▸ **WORK INSTRUCTION**:
From the forum thread about money and house hunting, reproduce word for word the stretch that begins with the words containing "This is so bonkers" and ends with "they have problems.".

-- PASSAGE TO READ follows --

I have made different choices that make me happy and I stand by them and I don't judge my friends for having different priorities nor do I feel like it says anything about their moral high ground (for the most part).

I come from a poor family and I wish money had been talked about more, it's so much harder to have an healthy relationship with money when it's so taboo to talk about openly.

ReceptacleForTheRespectable · 21/07/2020 23:09

I'm house hunting and one friend keeps asking me to send photos of houses I want to view! No way. Noone needs to know how much money I have for a house. It's so bad mannered to ask.

This is so bonkers it's fantastic! Grin

When you buy a house, will you refuse to tell anyone where you live in case they guess how much your house cost? If anyone is really this paranoid they have problems.

I enjoy seeing the houses my friends are considering, and getting their comments when I was looking at houses. The budget is irrelevant - surely friends are happy for each other, and want to help their friend make the best choice?

When my friend was looking to move recently, not only did I know which houses she'd viewed, I knew her budget, and even sent her links to houses I'd spotted in the area which I thought she'd like. She did likewise when I was looking.

-- PASSAGE TO READ concluded --
-- INPUT DATA follows --

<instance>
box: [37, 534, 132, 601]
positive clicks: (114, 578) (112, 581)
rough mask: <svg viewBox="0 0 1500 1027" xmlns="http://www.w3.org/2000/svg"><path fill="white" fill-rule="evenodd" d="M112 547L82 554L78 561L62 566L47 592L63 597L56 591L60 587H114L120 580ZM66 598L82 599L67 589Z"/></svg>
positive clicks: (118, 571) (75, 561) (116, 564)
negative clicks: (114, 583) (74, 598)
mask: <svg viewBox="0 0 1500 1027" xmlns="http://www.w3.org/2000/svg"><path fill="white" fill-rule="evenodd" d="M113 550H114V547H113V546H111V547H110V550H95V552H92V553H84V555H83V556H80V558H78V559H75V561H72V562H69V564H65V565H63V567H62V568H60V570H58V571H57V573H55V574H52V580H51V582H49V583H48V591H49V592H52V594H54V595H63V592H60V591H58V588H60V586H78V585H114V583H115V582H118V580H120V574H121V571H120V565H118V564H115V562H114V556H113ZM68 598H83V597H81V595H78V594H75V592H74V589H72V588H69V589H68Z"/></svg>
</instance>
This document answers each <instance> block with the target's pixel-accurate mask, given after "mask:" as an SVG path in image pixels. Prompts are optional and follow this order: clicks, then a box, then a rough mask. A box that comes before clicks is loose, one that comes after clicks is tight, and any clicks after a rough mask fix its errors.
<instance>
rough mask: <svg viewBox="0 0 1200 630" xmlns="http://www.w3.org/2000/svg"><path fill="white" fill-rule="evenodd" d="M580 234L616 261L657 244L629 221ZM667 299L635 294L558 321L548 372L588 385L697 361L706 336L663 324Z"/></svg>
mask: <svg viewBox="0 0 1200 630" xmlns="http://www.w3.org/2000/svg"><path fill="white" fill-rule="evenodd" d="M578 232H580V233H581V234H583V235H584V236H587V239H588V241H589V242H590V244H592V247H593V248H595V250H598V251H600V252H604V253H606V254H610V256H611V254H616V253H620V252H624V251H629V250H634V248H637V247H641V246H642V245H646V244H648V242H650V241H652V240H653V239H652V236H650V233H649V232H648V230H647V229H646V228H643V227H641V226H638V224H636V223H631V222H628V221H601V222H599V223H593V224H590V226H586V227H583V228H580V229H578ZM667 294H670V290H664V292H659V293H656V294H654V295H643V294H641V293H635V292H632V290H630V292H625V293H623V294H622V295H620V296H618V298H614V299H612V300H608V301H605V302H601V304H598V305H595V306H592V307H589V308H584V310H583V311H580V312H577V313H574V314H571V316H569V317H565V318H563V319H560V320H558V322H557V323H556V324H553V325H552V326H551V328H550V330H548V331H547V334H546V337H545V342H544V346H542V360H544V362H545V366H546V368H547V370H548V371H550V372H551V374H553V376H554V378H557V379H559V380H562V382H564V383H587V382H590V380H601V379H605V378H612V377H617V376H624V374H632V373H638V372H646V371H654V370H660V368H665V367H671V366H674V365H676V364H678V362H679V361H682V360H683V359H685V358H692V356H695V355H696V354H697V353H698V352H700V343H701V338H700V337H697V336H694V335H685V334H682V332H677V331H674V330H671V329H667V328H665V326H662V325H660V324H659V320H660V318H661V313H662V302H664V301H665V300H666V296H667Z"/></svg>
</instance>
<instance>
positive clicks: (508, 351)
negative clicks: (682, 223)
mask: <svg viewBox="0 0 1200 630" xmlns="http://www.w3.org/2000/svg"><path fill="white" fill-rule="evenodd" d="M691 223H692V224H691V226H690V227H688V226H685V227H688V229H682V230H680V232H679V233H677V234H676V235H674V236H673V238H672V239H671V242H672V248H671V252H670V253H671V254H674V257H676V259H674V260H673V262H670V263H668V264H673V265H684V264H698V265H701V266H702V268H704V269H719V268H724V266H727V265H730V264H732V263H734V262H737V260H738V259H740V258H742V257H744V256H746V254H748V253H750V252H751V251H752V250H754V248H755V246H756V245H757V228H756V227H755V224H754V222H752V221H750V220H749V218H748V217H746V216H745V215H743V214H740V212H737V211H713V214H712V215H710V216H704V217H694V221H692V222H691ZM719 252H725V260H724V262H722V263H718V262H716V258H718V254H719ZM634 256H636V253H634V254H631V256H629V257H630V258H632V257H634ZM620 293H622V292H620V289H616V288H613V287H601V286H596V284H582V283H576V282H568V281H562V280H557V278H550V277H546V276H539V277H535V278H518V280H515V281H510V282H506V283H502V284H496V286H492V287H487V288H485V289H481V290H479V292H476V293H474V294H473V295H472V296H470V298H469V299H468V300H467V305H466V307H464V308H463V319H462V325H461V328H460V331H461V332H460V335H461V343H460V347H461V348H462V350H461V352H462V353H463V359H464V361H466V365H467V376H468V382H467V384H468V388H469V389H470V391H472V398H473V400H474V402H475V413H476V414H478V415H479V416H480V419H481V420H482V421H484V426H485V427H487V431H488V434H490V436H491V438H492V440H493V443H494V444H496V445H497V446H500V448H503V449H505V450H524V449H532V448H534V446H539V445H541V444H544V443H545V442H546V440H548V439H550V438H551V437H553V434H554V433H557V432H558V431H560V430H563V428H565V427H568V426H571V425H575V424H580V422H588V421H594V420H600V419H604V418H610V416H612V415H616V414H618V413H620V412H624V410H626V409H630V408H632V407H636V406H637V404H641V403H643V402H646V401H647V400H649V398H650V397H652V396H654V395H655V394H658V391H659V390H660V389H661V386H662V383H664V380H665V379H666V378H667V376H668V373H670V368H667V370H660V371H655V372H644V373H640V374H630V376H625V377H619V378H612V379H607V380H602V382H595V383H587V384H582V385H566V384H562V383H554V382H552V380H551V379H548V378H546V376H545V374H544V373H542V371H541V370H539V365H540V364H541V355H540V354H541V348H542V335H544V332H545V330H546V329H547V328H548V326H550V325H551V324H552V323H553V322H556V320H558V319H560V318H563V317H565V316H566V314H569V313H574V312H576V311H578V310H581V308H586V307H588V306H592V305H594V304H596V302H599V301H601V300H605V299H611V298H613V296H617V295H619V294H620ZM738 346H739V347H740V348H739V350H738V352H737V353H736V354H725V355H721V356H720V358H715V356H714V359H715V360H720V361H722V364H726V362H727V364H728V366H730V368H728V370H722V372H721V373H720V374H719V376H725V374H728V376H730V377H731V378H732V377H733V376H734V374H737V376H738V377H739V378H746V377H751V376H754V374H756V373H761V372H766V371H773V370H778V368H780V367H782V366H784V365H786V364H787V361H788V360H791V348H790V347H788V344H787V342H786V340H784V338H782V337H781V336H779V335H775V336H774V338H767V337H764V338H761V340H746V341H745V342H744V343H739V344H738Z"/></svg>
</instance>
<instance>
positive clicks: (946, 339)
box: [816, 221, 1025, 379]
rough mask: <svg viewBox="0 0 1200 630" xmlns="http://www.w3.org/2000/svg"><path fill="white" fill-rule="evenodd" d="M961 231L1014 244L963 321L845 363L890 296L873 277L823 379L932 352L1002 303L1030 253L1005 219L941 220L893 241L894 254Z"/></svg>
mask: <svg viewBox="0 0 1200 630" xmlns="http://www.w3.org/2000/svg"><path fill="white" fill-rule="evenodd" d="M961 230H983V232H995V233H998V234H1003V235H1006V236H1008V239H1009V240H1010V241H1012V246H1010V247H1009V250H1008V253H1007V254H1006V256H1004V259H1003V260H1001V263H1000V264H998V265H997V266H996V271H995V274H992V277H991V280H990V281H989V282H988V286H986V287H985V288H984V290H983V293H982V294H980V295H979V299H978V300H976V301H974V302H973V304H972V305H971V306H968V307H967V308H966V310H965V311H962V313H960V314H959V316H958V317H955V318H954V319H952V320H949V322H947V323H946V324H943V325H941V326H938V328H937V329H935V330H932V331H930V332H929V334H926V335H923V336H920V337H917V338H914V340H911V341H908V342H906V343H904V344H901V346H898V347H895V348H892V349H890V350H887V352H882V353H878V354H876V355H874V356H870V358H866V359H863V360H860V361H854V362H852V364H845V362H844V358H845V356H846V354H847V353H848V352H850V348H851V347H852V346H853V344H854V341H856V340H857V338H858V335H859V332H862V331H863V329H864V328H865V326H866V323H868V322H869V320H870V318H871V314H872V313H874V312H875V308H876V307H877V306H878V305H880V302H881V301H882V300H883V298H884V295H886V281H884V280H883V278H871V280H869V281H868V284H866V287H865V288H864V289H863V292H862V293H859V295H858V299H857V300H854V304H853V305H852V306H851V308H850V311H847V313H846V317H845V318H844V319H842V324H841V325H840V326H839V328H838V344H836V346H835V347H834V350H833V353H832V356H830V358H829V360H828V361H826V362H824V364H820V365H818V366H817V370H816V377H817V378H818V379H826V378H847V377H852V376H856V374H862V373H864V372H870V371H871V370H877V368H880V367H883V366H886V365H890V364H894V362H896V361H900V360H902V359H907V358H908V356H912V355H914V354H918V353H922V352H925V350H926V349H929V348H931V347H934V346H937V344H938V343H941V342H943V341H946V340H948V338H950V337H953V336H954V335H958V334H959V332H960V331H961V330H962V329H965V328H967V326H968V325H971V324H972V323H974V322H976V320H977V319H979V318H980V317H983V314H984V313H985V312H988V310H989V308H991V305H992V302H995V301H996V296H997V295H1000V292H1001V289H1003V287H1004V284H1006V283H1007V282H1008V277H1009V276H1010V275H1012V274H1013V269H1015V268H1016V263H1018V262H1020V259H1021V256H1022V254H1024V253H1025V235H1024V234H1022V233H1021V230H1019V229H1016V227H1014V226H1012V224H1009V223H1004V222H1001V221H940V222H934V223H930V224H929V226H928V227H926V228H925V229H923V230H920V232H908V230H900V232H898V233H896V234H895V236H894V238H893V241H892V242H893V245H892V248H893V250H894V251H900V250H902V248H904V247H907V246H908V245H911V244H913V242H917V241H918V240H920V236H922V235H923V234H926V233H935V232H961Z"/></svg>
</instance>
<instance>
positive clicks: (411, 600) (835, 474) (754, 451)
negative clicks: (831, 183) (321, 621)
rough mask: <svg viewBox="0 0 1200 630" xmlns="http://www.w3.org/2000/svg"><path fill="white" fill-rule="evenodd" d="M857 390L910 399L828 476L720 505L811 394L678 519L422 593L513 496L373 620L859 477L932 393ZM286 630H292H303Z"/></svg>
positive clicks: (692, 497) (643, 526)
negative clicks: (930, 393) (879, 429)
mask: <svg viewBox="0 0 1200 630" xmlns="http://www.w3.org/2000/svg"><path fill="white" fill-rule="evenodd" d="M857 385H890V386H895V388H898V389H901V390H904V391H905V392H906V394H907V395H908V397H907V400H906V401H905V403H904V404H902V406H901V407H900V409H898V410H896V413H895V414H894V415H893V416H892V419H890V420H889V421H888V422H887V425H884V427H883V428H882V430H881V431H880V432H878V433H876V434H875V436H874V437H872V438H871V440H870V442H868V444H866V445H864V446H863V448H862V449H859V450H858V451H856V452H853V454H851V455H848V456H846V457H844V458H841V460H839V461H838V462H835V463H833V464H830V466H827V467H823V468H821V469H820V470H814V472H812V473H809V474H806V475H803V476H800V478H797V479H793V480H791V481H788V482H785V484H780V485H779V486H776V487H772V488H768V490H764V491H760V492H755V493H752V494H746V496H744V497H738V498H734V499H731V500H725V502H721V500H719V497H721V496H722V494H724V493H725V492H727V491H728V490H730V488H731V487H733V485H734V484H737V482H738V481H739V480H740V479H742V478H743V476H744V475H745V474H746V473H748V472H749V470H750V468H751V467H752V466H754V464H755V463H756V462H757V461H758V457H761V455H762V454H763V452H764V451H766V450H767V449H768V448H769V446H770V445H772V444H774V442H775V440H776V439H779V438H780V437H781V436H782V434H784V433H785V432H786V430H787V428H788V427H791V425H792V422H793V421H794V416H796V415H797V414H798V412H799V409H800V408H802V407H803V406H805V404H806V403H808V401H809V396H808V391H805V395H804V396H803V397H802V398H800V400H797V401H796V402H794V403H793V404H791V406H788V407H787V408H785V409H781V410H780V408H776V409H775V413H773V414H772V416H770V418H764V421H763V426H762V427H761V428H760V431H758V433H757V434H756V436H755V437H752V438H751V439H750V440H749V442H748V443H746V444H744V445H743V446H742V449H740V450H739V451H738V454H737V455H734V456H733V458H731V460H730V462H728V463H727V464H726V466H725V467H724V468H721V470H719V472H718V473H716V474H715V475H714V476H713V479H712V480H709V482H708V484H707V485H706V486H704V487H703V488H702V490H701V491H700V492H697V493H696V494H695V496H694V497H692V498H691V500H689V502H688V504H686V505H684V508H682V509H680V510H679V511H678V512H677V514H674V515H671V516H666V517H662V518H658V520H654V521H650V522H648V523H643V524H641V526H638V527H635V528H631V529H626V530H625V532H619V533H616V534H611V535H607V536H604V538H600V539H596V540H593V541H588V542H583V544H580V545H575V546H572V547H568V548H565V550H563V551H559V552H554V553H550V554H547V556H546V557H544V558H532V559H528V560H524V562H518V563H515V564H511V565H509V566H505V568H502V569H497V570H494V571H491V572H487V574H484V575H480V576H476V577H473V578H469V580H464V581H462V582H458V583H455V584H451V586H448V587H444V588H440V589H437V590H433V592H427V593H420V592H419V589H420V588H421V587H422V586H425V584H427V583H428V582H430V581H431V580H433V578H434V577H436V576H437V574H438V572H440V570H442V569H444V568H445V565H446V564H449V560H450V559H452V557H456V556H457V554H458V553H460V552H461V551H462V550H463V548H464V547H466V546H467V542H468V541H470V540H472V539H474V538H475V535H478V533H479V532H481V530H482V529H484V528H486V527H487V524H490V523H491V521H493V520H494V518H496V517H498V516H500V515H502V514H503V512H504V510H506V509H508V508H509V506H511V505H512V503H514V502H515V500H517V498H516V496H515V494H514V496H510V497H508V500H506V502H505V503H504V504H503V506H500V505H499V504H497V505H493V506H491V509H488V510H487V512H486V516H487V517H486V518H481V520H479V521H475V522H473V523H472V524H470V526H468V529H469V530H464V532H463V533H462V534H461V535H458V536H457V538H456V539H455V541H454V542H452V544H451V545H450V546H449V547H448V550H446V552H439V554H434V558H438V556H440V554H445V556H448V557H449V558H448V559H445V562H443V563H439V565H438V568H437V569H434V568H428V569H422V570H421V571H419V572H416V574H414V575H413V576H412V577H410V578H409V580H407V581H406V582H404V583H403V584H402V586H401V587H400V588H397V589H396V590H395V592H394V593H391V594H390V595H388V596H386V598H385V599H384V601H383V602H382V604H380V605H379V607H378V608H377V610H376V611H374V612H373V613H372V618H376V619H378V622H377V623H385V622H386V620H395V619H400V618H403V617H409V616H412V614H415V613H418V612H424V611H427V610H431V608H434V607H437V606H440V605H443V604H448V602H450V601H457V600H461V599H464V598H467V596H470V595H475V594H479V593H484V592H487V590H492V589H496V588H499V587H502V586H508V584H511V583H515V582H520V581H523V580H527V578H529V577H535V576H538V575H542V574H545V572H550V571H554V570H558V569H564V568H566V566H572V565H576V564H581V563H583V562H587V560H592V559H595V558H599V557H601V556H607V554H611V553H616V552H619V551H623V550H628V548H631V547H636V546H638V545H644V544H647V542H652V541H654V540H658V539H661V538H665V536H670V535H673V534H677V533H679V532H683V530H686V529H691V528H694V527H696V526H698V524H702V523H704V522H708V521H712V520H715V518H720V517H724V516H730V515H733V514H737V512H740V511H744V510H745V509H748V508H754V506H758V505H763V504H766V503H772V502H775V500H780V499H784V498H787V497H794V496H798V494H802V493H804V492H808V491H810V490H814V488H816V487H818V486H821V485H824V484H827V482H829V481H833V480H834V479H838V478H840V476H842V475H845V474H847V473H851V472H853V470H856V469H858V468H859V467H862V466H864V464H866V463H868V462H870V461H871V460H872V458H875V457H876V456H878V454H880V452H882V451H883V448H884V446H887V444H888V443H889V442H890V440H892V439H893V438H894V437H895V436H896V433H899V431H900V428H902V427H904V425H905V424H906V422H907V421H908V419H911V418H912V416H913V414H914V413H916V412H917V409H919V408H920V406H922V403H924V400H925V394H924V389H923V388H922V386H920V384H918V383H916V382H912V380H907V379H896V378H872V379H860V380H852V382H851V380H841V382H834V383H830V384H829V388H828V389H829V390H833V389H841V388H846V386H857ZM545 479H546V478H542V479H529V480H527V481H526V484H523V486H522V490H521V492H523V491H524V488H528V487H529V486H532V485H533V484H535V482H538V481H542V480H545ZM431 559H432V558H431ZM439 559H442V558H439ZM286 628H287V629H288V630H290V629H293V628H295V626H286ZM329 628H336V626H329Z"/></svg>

-- INPUT DATA concluded --

▸ **WRITTEN SOLUTION**:
This is so bonkers it's fantastic! Grin

When you buy a house, will you refuse to tell anyone where you live in case they guess how much your house cost? If anyone is really this paranoid they have problems.